(Stored items)
◆ ◆ ◆ ◆ ◆ ◆ ◆
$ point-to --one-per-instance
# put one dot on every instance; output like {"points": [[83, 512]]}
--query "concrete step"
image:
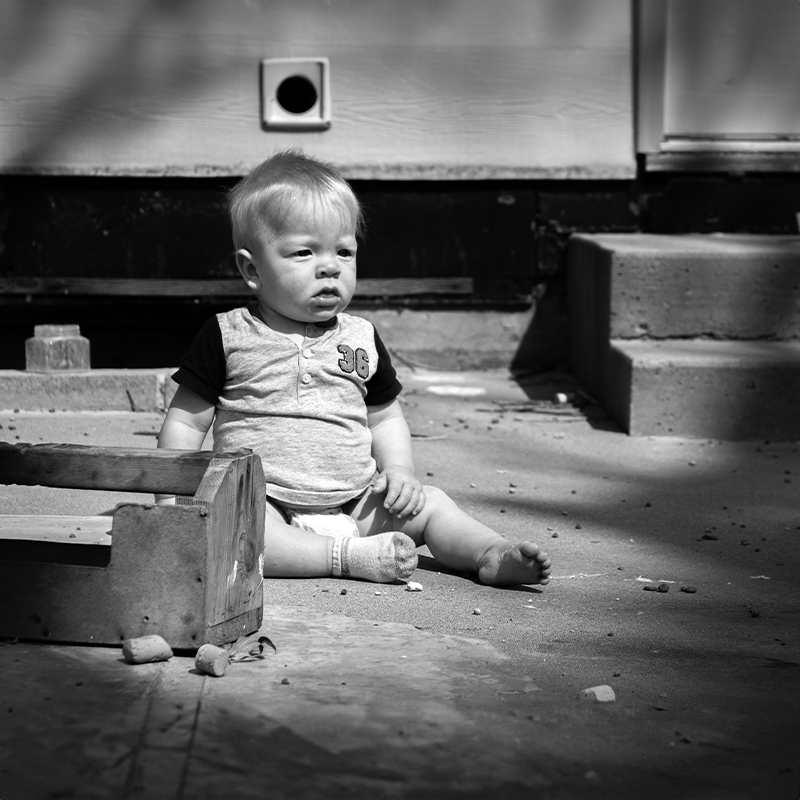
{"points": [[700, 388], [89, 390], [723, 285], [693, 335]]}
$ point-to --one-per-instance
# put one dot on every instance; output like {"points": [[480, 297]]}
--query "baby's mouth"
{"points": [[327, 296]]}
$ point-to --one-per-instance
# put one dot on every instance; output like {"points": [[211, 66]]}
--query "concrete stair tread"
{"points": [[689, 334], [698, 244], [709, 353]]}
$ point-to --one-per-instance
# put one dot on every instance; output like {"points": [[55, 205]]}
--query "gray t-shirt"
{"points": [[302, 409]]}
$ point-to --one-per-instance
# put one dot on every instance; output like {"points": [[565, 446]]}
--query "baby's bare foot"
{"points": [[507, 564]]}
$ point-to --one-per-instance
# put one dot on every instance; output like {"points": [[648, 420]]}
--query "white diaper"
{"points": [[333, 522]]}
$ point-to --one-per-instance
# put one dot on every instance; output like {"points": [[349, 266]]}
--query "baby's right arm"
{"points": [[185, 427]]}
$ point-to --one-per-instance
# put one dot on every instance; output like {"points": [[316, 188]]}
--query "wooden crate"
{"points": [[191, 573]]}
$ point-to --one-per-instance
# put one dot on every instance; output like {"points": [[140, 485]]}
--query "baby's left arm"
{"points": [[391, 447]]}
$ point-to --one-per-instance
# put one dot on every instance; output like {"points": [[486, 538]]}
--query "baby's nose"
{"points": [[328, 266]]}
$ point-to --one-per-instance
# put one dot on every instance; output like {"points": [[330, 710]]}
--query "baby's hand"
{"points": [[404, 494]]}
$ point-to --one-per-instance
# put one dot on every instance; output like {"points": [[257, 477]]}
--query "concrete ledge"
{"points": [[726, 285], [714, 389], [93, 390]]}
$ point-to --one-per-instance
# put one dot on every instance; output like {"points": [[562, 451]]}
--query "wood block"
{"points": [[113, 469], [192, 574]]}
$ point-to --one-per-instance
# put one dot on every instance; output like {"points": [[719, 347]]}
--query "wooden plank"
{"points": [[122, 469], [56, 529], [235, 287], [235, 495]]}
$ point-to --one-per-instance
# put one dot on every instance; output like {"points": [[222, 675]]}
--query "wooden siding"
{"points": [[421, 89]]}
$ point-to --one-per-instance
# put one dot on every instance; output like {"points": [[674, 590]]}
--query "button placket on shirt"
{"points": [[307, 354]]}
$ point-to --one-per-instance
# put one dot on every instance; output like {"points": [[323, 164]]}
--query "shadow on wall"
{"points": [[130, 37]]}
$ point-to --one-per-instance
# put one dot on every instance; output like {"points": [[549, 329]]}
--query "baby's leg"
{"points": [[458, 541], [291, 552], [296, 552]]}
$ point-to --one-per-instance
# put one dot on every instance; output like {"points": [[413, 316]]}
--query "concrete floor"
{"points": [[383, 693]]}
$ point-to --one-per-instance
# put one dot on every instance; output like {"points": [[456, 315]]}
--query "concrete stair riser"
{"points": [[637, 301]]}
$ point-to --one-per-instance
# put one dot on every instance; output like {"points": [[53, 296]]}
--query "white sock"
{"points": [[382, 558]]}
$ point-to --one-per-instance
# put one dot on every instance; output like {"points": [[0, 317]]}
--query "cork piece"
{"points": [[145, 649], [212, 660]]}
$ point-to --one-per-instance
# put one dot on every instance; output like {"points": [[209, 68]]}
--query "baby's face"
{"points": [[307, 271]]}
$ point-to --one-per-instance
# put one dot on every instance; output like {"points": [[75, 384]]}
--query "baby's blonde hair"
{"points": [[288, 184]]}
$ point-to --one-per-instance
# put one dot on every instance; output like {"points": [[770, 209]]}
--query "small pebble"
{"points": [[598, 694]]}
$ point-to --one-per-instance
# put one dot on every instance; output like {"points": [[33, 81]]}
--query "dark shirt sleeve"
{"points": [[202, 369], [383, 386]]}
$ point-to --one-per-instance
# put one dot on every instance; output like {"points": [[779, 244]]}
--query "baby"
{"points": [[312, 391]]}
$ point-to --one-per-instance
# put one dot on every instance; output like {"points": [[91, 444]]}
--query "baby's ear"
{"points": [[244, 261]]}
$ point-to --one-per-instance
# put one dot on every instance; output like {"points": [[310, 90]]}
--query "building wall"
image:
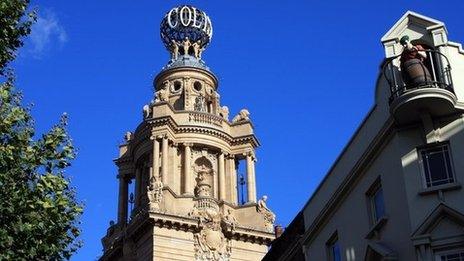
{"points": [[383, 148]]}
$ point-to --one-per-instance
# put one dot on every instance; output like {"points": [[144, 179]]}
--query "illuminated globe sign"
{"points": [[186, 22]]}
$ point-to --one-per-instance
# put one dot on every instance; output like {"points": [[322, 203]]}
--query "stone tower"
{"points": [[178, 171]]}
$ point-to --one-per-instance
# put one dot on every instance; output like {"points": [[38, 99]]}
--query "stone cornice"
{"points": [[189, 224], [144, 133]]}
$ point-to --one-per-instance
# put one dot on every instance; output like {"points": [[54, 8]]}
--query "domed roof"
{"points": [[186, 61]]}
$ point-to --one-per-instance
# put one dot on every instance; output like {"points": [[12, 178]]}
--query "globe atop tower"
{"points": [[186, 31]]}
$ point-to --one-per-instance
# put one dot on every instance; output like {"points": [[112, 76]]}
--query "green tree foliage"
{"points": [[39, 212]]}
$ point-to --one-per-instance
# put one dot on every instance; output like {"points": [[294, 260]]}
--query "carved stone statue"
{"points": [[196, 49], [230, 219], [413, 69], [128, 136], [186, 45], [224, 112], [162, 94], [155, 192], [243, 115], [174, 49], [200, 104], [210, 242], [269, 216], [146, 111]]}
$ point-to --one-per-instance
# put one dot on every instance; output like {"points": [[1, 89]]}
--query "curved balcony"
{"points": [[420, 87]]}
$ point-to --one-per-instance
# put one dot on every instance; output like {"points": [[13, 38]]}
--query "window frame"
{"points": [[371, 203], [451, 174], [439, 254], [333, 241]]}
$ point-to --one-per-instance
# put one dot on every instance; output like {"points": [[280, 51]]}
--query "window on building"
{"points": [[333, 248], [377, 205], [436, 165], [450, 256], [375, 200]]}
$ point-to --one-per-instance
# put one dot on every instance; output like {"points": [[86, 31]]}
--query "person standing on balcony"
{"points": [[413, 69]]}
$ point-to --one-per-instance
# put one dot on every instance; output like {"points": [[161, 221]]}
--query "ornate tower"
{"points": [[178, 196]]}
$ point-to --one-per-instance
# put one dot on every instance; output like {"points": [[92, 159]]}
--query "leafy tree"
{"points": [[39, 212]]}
◆ ◆ ◆ ◆ ◆ ◆ ◆
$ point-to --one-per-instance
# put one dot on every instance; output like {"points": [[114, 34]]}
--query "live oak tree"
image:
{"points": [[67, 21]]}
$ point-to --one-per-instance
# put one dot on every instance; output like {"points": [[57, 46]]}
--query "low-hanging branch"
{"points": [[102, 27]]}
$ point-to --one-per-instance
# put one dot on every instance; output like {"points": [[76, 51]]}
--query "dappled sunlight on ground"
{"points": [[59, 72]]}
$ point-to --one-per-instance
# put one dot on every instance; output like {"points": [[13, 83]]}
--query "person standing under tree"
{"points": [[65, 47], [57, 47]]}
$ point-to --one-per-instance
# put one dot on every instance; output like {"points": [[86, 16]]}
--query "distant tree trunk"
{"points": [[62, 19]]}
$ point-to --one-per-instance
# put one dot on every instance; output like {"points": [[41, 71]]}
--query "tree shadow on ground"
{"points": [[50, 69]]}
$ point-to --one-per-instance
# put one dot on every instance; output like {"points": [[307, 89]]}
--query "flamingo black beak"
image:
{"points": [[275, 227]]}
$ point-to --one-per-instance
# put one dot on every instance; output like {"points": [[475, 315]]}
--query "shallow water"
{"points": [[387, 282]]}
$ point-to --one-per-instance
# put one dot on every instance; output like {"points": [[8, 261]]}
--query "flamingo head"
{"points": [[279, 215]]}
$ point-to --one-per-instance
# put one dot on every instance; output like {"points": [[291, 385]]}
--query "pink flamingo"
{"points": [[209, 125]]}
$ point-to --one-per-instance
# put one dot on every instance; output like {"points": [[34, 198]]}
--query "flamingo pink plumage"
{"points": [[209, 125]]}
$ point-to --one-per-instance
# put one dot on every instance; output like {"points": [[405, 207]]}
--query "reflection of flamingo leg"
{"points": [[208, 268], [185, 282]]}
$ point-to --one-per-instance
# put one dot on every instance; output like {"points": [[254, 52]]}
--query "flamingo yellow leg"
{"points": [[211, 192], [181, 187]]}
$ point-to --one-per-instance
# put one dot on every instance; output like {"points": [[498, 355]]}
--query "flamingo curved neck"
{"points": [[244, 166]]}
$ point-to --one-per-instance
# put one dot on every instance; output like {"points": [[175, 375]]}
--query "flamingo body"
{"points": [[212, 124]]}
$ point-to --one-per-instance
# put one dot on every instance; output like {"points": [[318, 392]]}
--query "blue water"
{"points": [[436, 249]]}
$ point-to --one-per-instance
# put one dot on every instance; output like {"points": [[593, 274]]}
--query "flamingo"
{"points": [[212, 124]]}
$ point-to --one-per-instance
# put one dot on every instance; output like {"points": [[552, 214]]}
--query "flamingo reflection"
◆ ◆ ◆ ◆ ◆ ◆ ◆
WHAT TO PRODUCE:
Count the lines in the rows above that contain the string "flamingo", with case counting, and give only the number.

TASK OUTPUT:
10